_Data for this exercise_
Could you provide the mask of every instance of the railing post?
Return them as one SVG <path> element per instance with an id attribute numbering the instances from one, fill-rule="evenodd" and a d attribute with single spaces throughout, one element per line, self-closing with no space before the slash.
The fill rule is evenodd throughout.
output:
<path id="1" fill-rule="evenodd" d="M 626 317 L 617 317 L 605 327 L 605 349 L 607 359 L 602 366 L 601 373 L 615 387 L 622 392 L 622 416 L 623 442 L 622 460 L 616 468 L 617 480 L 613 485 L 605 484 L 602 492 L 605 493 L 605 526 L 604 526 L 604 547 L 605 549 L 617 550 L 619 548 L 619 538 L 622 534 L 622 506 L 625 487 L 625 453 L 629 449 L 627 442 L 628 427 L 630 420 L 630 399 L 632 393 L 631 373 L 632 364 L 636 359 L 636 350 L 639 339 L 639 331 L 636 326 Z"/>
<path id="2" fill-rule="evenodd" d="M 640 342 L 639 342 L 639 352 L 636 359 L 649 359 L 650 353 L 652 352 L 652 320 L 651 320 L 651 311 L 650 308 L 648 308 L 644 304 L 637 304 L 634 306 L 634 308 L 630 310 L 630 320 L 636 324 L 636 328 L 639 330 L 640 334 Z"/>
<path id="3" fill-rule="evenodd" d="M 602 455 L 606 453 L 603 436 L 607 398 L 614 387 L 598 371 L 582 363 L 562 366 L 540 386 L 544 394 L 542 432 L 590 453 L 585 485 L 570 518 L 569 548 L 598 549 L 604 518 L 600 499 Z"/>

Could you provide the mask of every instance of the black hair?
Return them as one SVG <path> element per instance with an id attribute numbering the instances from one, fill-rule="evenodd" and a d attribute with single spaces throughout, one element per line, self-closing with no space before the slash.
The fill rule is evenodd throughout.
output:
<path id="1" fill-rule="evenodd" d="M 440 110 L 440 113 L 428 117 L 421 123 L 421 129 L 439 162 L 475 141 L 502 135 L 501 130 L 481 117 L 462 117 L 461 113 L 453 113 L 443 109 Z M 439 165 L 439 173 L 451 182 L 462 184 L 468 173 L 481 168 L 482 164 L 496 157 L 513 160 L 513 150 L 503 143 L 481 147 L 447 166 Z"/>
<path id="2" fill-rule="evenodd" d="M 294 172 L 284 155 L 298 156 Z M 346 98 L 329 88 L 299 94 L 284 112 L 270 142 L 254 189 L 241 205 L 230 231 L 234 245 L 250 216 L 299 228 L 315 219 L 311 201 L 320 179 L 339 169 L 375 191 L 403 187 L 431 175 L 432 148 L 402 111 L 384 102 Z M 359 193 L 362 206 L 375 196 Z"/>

_What the exercise asks_
Output as a numbered list the lines from the start of the listing through the line containing "626 317 L 617", including both ends and omitting blank lines.

_Result of the task_
1. Could you provide the mask of every instance of the railing post?
2. Return them as one SVG <path> element per instance with an id attribute numbering the instances from one, fill-rule="evenodd" and a d attribute with single spaces throughout, one element per line, self-closing with no space before the slash.
3. The fill rule is evenodd throughout.
4. output:
5. <path id="1" fill-rule="evenodd" d="M 626 317 L 617 317 L 605 327 L 605 349 L 607 359 L 602 366 L 601 373 L 615 387 L 622 392 L 622 416 L 623 442 L 622 460 L 616 468 L 617 480 L 613 485 L 605 484 L 602 492 L 605 493 L 605 526 L 604 526 L 604 547 L 605 549 L 617 550 L 619 548 L 619 538 L 622 534 L 622 506 L 625 487 L 625 453 L 629 449 L 627 442 L 628 427 L 630 420 L 630 399 L 632 393 L 631 373 L 632 364 L 636 359 L 636 350 L 639 339 L 639 331 L 636 326 Z"/>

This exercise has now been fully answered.